• READING PASSAGE:
════
Updated: Jul 5, 2021

On the 11th March 2021, an artist known as Beeple sold this digital artwork for $69 million (nice) as an NFT:


The buyer paid Ξ42,329 ether, which was worth $69M USD at the time. (Ether is the cryptocurrency of a blockchain platform called ethereum.)


What the hell did the buyer receive in exchange for this ridiculous amount of money, you wonder. A freaken jpeg?


Yes, he did. He received a high resolution file of the digital artwork itself. But he also received the means to launder his $69M illegally-acquired drug money… uh, just kidding. He actually received the ownership of the artwork itself, as recorded in a blockchain-based smart contract which contains metadata about the artwork. In most cases, the artwork isn’t even stored in the smart contract itself; instead the metadata provides a link to the artwork hosted on an external decentralised file system. If you’re confused, you won’t be by the end of this post.


This is what it looks like. Here is the metadata tied to the NFT for grumpy cat sold for $83k USD:

(Source because I apparently CBF getting my own screenshot)

And here is the nyan cat meme selling for Ξ300 (worth ~$600,000 USD at the time of sale, now worth nearly $1M):


And just to rouse some sort of indignation in you, or awe, here is an NFT of a red square listed for ~$900k:

Note: no one has purchased it so far. My sanity restored upon learning that.


Okay... you’re probably thinking... wtf?


How is this different from selling any other digital artwork and attaching a simple txt file about the artwork?


Why are NFTs selling for such insane prices?


Are people paying for the artwork’s intrinsic value or is it all speculative (i.e. people only buy the NFT because they believe in its resale value)?


Is this all a scammy mcscamscam?


I’ll try to answer all these questions.


If you already understand the basics of NFTs & blockchain, please skip ahead to the opinion parts of this post:

What is an NFT?


NFT stands for Non-Fungible Token.


To understand what that is, let’s break this down into first principles:

  1. What is fungibility?

  2. What’s a “token”, exactly?

It’s important to understand these because I want to argue that the potential for NFTs expand far, far beyond the art world.


WHAT IS FUNGIBILITY?


To understand the idea of non-fungibility, you have to understand fungibility first. Let's take a look at money.

Here are the 5 main characteristics of money:

  1. Portable. Should be easy to carry around.

  2. Divisible. Can be easily divisible into equal units.

  3. Durable. Should be hard to destroy.

  4. Scarce. Should be rare enough that it remains valuable.

  5. Fungible. Its units can be interchangeable with each other.
════
• TASKS AND EXERCISES:
1 - In the post about NFTs, why does the writer break the idea of an NFT down into fungibility and tokens? Answer in one to three sentences.
2 - According to the post about NFTs, how much ether did the buyer pay for Beeple's digital artwork?
3 - Please carry on the post about NFTs from where it stops, writing the next part of its explanation.
════
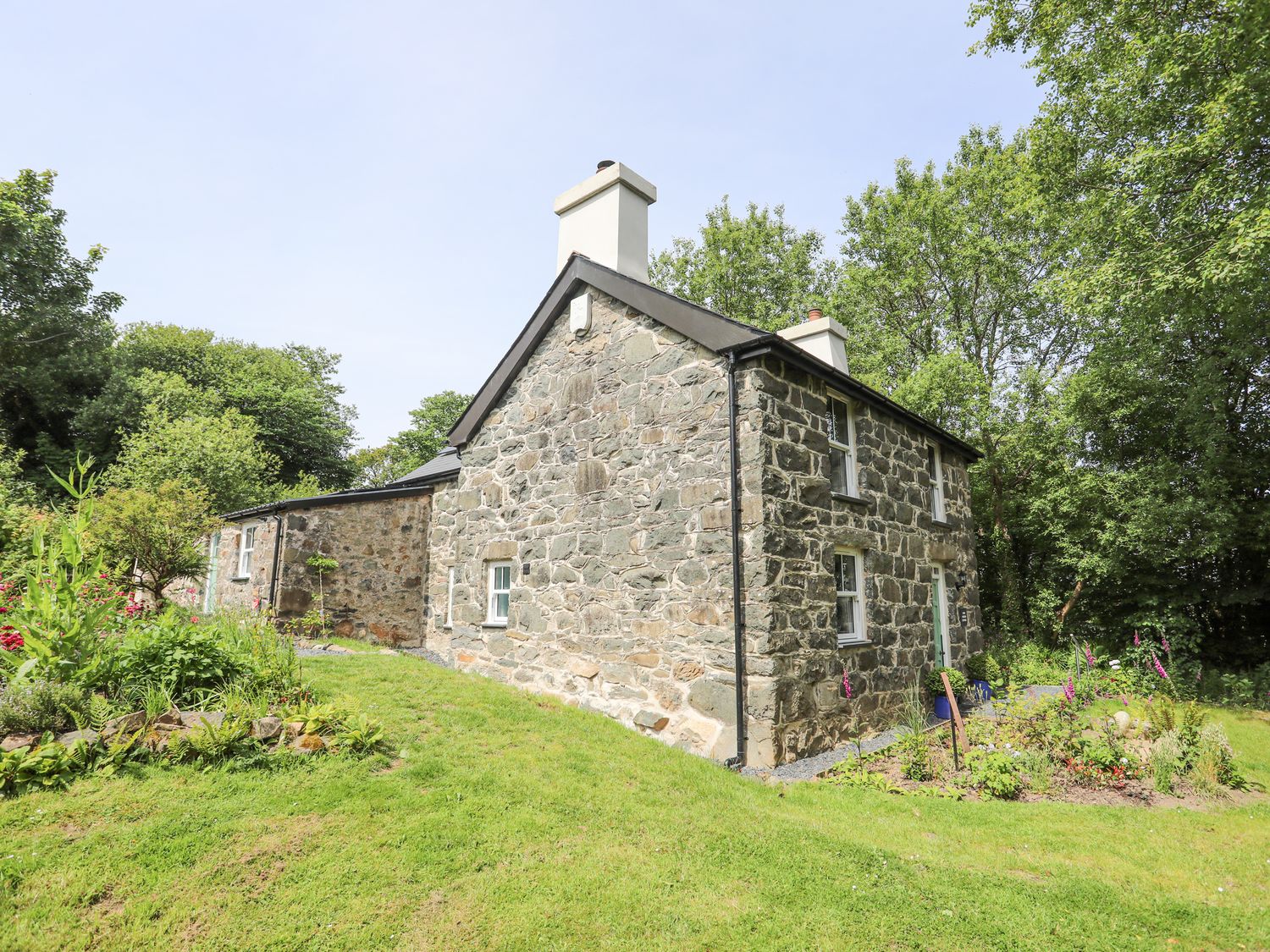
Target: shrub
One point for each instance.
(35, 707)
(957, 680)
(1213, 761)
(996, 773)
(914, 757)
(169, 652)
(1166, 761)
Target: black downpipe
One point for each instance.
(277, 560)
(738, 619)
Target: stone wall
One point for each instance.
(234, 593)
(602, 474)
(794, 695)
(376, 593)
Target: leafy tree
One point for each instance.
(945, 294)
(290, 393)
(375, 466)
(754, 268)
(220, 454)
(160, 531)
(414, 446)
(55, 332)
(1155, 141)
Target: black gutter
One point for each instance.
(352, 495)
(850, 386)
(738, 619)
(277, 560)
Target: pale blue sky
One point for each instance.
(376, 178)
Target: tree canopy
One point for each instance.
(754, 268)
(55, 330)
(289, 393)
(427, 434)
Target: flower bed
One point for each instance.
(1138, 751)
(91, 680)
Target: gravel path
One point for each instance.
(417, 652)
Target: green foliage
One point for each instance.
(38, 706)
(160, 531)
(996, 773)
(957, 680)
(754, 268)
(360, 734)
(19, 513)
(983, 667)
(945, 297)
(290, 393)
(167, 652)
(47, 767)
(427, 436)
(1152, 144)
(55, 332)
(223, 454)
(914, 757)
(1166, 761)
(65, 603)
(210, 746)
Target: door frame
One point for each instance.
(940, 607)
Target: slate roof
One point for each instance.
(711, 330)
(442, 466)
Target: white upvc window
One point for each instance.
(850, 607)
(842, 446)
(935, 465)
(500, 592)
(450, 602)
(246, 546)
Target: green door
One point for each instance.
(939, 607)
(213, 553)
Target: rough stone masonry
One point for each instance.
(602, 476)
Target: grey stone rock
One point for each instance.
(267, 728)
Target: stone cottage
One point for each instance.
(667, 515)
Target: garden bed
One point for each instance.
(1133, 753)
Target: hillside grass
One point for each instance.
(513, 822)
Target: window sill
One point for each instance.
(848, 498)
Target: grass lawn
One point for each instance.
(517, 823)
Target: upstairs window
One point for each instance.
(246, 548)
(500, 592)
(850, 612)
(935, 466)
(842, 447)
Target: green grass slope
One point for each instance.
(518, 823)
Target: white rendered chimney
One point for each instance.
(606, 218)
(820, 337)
════
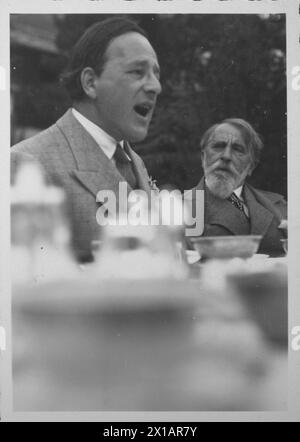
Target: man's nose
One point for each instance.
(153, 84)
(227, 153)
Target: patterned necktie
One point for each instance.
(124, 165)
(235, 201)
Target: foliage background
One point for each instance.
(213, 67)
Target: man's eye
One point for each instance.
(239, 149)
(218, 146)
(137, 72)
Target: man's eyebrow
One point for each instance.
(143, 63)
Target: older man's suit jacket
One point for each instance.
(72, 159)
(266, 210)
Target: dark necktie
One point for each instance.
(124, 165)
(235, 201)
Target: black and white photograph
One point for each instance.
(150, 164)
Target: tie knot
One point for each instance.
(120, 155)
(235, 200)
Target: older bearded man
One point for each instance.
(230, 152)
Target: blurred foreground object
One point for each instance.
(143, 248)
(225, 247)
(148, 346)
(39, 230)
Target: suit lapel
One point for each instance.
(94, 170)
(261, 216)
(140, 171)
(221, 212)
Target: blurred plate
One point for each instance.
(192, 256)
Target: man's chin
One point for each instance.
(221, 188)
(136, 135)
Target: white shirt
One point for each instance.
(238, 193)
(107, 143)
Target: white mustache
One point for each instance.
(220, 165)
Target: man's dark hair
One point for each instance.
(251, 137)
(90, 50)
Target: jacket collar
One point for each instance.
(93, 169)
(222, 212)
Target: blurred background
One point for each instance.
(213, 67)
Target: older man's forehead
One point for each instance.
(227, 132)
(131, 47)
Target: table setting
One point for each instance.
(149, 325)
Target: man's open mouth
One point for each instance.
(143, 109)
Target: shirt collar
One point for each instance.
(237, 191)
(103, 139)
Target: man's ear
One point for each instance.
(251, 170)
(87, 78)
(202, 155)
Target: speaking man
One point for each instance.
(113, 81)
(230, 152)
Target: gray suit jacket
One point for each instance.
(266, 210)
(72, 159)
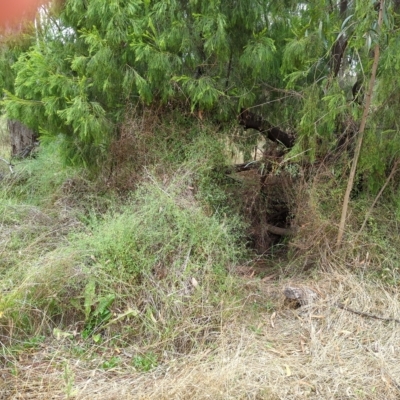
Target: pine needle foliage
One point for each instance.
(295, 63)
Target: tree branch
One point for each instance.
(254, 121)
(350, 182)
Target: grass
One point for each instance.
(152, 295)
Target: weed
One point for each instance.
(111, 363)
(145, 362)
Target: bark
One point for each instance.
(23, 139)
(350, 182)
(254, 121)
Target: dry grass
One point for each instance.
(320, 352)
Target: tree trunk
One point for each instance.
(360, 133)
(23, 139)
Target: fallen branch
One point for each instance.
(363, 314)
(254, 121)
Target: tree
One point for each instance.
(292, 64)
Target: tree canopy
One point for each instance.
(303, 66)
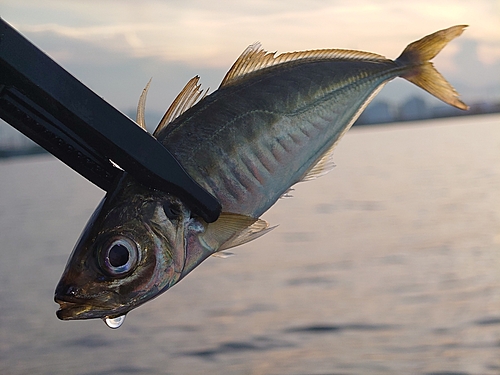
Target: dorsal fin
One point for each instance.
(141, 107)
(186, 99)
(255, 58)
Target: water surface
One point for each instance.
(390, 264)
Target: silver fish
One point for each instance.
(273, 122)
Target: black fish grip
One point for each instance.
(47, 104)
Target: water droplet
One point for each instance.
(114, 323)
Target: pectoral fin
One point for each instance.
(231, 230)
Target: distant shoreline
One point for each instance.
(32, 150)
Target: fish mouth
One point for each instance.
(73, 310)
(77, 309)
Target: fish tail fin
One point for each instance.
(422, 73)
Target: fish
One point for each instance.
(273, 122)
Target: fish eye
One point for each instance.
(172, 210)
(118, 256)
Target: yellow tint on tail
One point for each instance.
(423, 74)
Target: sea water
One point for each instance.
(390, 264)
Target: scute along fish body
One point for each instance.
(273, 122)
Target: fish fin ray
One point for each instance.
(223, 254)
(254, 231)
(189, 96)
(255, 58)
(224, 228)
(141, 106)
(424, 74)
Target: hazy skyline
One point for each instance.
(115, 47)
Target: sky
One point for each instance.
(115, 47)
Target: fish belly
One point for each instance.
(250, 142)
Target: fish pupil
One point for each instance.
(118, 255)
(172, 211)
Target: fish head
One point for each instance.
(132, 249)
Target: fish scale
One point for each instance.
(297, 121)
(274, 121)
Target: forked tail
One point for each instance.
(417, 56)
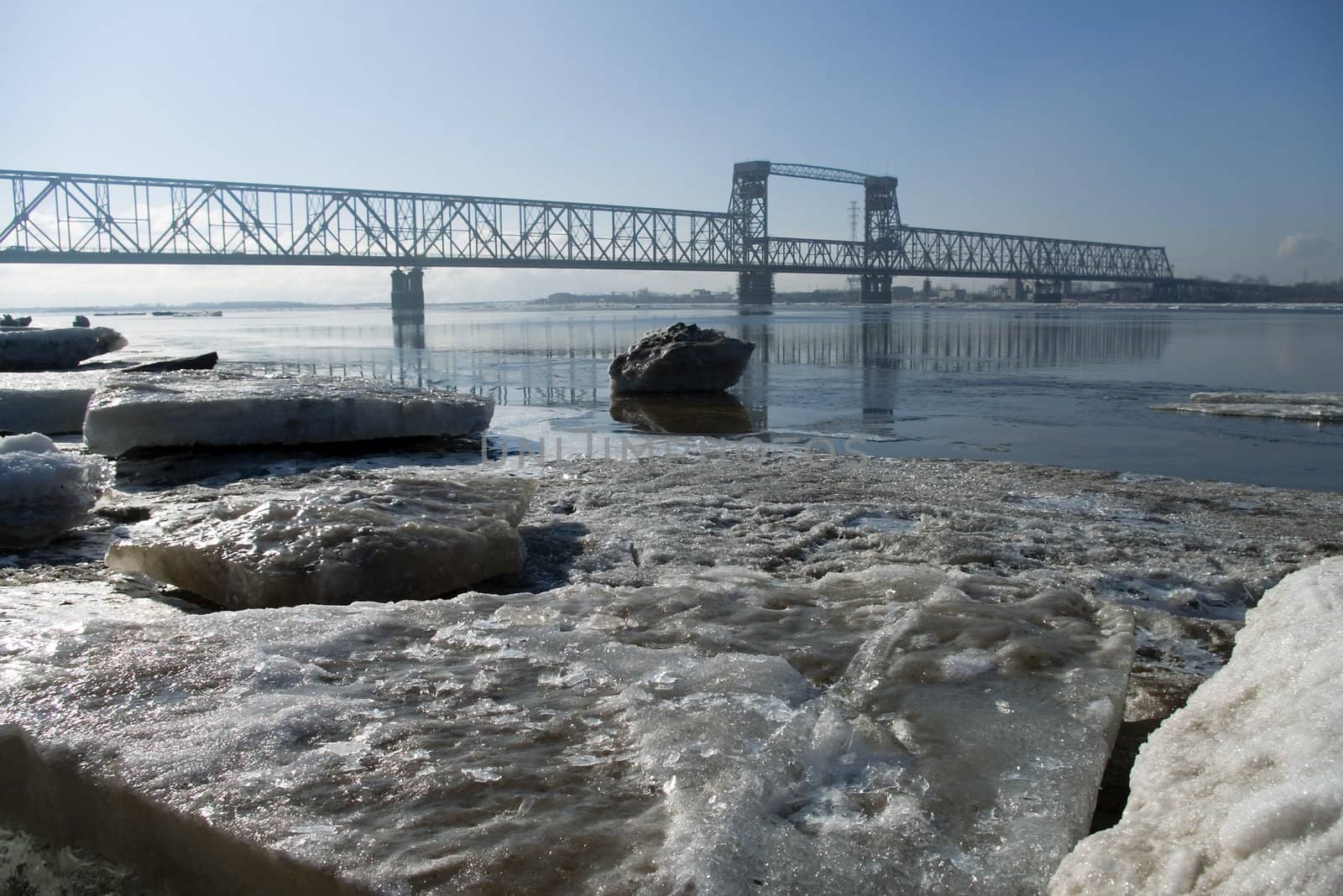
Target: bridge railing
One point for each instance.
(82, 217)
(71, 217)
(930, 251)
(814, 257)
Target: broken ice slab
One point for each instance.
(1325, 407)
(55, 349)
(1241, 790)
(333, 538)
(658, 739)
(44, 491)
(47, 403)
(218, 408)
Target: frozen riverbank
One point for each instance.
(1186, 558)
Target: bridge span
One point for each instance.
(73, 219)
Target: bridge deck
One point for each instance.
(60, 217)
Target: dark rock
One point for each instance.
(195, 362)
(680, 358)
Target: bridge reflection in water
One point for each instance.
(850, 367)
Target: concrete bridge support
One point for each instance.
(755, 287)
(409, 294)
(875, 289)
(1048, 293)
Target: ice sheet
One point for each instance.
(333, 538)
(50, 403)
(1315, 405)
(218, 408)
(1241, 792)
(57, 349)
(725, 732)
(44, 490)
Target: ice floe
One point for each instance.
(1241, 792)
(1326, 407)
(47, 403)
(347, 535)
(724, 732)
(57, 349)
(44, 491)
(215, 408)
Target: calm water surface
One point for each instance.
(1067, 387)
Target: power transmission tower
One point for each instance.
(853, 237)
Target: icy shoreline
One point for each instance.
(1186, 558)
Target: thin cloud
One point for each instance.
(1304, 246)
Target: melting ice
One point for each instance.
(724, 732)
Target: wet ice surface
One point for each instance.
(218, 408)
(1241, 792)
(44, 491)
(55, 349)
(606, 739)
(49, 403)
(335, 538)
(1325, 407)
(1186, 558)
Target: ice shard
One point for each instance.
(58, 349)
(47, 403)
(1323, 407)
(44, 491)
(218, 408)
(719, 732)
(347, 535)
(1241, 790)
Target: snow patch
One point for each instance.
════
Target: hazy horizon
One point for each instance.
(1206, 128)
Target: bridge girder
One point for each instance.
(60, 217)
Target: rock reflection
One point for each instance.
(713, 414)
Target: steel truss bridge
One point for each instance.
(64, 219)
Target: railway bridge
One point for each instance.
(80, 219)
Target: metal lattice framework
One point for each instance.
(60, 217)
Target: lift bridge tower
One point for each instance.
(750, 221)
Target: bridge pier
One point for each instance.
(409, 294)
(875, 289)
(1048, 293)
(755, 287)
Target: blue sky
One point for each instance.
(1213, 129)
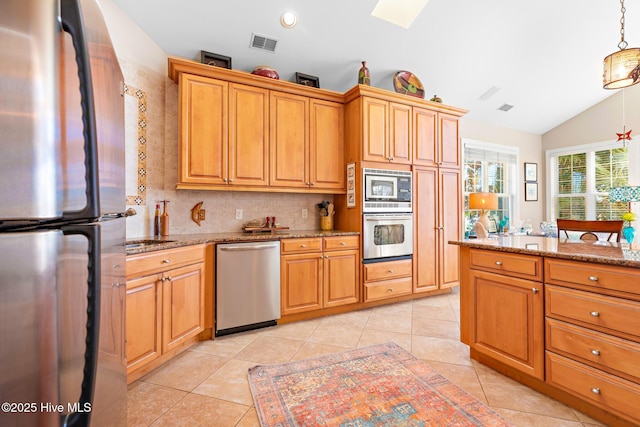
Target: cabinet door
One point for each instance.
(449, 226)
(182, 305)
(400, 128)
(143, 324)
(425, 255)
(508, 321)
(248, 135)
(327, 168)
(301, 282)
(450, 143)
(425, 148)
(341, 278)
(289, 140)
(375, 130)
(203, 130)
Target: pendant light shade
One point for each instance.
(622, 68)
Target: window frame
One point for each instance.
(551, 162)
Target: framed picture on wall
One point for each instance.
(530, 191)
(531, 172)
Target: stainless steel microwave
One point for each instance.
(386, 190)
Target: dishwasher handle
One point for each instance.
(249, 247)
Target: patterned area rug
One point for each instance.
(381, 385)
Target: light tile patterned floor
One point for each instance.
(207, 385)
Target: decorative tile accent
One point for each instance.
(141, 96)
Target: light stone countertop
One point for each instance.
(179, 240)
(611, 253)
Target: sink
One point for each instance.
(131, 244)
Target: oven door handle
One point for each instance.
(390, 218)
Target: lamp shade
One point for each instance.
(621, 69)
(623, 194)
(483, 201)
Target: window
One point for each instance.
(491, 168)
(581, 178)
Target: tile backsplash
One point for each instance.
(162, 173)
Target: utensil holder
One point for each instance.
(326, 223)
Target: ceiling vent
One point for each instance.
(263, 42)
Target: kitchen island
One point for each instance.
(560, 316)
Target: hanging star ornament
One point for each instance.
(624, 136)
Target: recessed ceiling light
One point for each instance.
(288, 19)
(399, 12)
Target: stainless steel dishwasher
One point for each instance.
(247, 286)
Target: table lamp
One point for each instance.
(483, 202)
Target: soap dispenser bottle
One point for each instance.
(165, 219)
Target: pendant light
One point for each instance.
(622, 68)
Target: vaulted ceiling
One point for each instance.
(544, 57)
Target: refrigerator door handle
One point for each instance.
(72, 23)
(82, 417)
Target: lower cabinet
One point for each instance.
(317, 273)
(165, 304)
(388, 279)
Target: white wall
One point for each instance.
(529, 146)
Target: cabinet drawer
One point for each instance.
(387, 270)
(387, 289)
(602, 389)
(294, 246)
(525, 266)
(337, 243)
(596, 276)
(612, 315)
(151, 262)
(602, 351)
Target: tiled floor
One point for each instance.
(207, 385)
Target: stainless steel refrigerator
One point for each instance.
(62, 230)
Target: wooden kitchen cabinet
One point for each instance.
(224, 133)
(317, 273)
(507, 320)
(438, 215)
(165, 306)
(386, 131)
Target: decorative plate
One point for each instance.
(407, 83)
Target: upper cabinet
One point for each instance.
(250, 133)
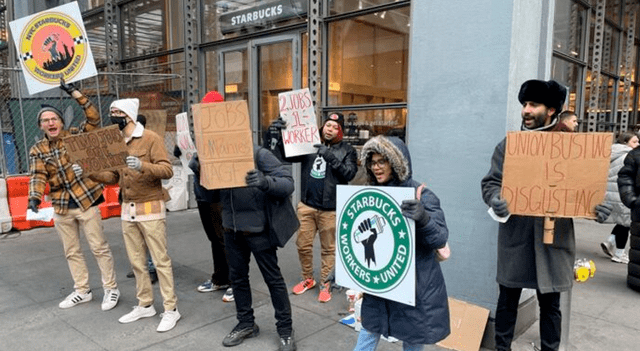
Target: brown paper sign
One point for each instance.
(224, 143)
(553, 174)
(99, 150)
════
• ANSWERS GIVEN:
1 - The writer breaks it down because understanding these first principles supports the argument that the potential for NFTs extends far beyond the art world.

2 - Ξ42,329 ether.

3 -
The $5 bill in your jacket pocket is fungible. It can be interchanged with any other $5 bill. A $10 bill can be exchanged for any other $10 bill. Same with a $50 bill, $100 bill, etc.


Something is fungible when it can be exchanged with a unit of the same value.


Diamonds, on the other hand, are non-fungible because each diamond is unique and cannot be randomly exchanged with another diamond.


So, a simple way to see it:

fungible assets = interchangeable assets.

non-fungible assets = unique assets.


So then we can also infer:

  • Bitcoin is a fungible coin.

  • Ether is a fungible coin.

  • Litecoin is a fungible coin.

  • ADA is a fungible coin.

  • Etc, etc.

  • Cryptocurrencies are fungible coins.

Ok, so those are fungible coins. What about fungible tokens?


Wait, aren’t they the same thing?


Hmm, nope.

WHAT’S A TOKEN, EXACTLY?

In crypto, coins and tokens are not the same thing.


To explain why, I need to talk a little bit about blockchain. I promise I’ll be quick, and it’ll be simple and interesting anyway.


Blockchain is the technology behind cryptocurrency.

A blockchain is just a digital database of information.

When someone makes a transaction, a new “block” is created which is linked to previous blocks in a chronological "chain”.

Each cryptocurrency coin runs its own blockchain.

A coin is the native cryptocurrency of a particular blockchain.

A token is an asset built on top of another blockchain, that can behave like a currency.

Not every blockchain has the complex smart contract functionality that allows for other tokens to be built into it. For example, the Bitcoin blockchain does not. Only special blockchain platforms, like Ethereum, are capable of it. Other blockchains that allow for smart contracts include TRON, NEO, & Binance Smart Chain.

Maybe this will clear it up:



That’s why it’s important for you to understand the difference between coins and tokens - all coins are fungible, but not all tokens are fungible.

On the Ethereum blockchain, there are Fungible Tokens and Non-Fungible Tokens:


So, this is why NFTs are supposedly a big deal. By tokenising an artwork, you make it:

  • public

  • transparent

  • endurable

  • transferable

  • digitally-secured


WHY NFTs AREN'T SCAMS


This is why I don’t think it’s a scam. Well, most NFTs anyway.


When I paint a watercolour original, I have the choice to sell two things:

  1. The original artwork (only 1 available)

  2. Prints of the artwork (many can be produced)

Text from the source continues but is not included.